**YOUR GOAL**:
Count the lines below that contain the word "stone", and give only that number.

**EXERCISE MATERIAL**:
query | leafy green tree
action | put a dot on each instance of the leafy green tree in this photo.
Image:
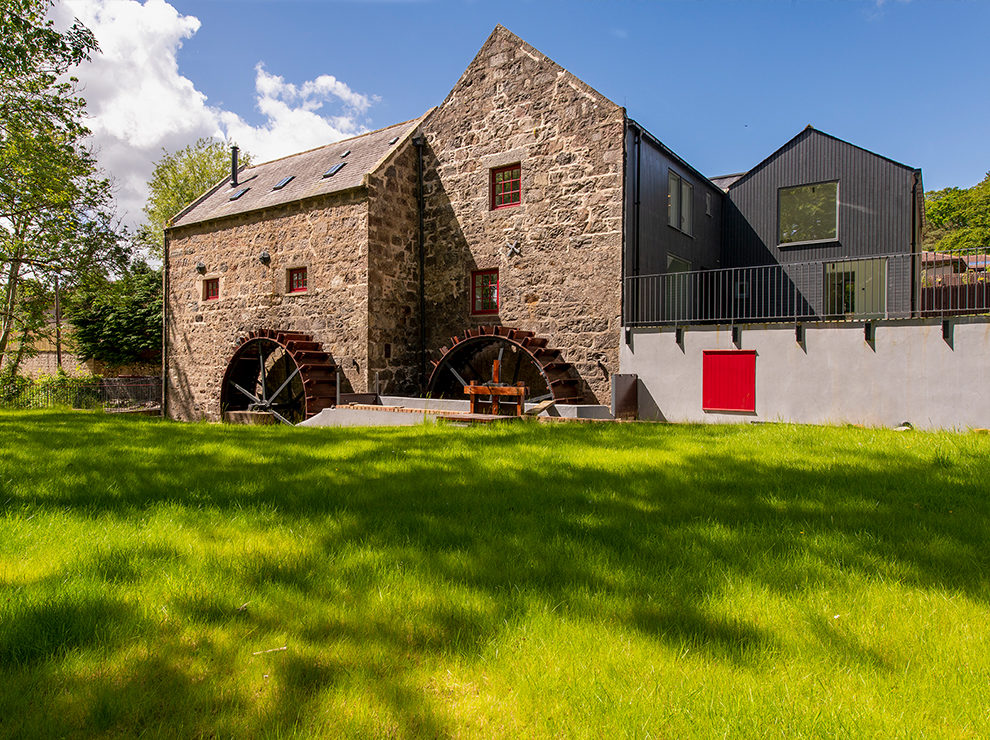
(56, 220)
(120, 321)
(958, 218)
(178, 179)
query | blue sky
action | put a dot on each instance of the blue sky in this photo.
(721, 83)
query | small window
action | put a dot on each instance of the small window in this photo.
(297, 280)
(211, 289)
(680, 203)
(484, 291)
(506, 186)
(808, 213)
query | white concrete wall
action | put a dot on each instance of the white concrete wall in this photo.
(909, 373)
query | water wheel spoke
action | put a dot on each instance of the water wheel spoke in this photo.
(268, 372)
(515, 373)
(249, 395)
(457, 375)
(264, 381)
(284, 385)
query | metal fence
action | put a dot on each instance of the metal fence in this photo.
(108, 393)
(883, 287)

...

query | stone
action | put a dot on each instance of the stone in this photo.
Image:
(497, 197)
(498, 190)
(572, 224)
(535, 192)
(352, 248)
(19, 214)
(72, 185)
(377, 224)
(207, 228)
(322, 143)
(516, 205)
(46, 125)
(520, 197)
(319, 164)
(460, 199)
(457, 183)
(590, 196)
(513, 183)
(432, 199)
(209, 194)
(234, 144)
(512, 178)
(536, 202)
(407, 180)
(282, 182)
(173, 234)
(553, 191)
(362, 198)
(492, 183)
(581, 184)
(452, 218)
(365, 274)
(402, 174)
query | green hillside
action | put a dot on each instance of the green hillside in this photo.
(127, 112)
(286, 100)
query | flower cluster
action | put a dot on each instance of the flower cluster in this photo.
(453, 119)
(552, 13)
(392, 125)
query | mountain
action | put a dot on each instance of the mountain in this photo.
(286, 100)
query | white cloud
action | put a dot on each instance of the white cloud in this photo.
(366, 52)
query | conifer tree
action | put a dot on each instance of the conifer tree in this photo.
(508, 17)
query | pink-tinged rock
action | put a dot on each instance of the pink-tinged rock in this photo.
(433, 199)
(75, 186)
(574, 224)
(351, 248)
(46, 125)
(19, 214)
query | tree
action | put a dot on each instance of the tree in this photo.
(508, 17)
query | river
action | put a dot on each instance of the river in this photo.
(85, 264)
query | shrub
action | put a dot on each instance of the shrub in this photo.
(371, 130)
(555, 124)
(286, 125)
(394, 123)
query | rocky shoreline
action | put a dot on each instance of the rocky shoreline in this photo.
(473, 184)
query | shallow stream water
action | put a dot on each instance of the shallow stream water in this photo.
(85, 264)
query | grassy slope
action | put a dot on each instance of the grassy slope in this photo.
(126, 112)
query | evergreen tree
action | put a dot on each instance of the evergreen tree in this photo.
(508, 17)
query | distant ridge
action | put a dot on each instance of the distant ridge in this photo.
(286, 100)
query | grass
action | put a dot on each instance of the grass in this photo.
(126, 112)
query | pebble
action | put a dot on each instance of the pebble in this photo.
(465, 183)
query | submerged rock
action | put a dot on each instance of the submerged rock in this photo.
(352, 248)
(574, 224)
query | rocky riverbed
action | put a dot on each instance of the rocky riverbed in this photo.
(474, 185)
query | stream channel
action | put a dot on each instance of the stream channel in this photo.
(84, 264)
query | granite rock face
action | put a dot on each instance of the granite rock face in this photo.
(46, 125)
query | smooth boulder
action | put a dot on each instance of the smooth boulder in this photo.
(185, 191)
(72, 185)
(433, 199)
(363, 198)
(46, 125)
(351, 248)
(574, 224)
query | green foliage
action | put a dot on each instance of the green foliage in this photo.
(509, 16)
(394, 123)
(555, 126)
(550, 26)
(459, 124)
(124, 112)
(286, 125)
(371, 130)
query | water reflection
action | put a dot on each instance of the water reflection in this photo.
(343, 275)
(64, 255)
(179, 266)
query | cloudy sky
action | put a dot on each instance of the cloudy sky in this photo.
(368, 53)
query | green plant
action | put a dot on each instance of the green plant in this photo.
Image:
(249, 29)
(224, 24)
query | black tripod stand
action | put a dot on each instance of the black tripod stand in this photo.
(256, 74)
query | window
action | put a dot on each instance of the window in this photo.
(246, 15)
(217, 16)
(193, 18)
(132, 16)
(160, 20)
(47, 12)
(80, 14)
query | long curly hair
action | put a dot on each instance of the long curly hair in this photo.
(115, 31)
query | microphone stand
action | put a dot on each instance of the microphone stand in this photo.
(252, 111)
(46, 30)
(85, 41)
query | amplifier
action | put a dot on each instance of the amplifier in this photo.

...

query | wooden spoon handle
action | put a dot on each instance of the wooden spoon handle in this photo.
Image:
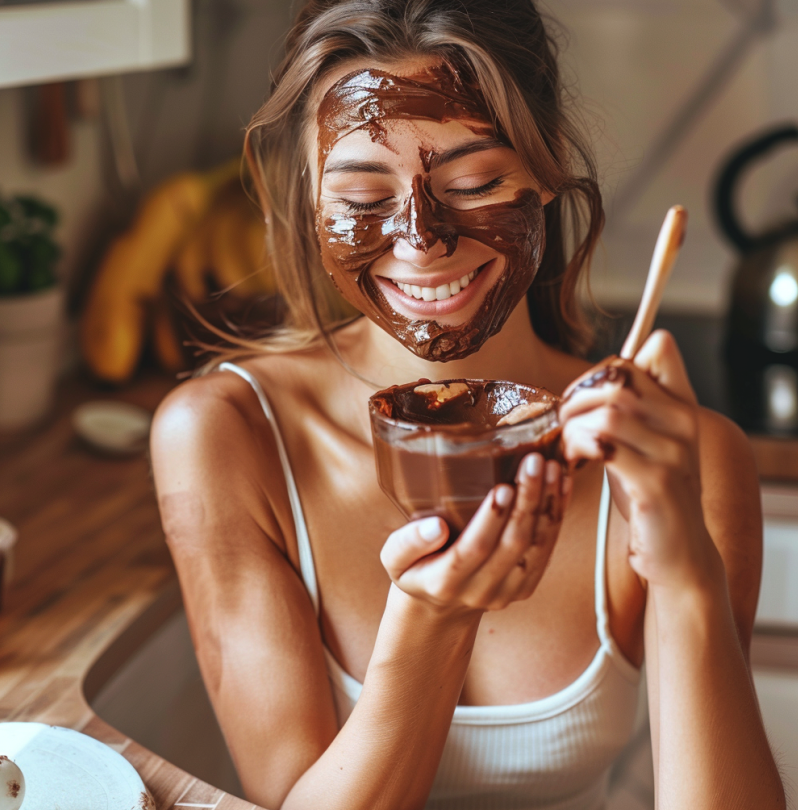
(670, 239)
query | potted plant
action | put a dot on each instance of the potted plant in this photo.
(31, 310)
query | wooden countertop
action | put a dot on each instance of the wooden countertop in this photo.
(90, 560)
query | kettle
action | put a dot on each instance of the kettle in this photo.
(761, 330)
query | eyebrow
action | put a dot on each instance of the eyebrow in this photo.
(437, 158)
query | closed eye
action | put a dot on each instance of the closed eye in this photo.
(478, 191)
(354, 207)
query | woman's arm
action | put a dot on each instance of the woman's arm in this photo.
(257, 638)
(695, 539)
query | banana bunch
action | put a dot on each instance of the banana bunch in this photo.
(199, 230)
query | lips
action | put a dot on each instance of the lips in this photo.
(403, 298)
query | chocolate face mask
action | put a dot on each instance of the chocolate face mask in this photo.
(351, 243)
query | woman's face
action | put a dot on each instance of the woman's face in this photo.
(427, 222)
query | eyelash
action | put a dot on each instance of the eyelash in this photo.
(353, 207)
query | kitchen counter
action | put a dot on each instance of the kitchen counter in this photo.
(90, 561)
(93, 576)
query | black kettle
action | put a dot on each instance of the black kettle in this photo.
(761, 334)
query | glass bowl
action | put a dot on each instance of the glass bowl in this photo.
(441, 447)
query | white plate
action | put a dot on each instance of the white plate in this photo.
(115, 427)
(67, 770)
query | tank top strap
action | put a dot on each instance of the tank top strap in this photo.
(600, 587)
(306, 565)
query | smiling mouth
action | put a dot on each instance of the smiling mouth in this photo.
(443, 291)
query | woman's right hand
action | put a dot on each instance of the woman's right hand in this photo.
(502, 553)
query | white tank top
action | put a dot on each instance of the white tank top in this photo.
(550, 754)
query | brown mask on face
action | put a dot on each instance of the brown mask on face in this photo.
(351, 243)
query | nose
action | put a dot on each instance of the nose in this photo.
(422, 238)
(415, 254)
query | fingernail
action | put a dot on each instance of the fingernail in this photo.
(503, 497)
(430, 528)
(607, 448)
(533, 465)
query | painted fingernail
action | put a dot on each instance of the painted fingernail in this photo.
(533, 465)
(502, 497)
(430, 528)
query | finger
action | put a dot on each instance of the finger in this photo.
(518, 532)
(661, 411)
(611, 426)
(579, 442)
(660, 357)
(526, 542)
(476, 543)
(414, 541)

**ANSWER TO THE EXERCISE**:
2